= Beginning of Section =

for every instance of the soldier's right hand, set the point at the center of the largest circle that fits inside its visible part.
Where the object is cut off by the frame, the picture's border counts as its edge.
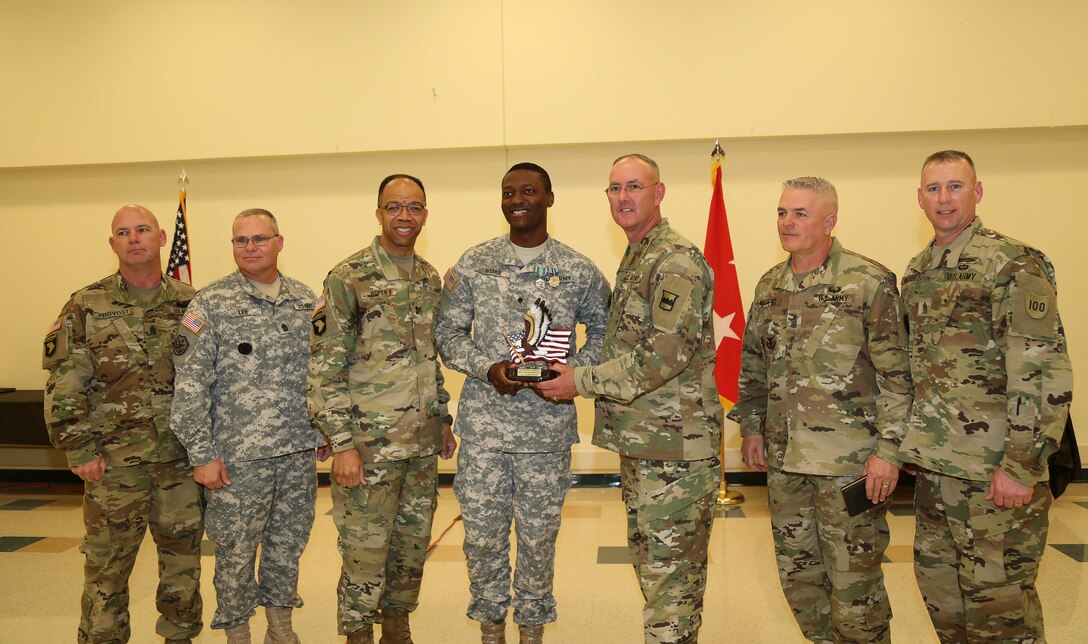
(90, 471)
(754, 451)
(211, 475)
(347, 469)
(496, 375)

= End of Section =

Problem requirements »
Please produce an exact copy of the listing, omitting the pictures.

Task solution »
for every instance of the soldier's right hand, set the point at the center of the largest circle that fits inside its visible part.
Where the object is cut off by the frame, the picture's border counts as its edge.
(90, 471)
(754, 451)
(211, 475)
(347, 469)
(496, 375)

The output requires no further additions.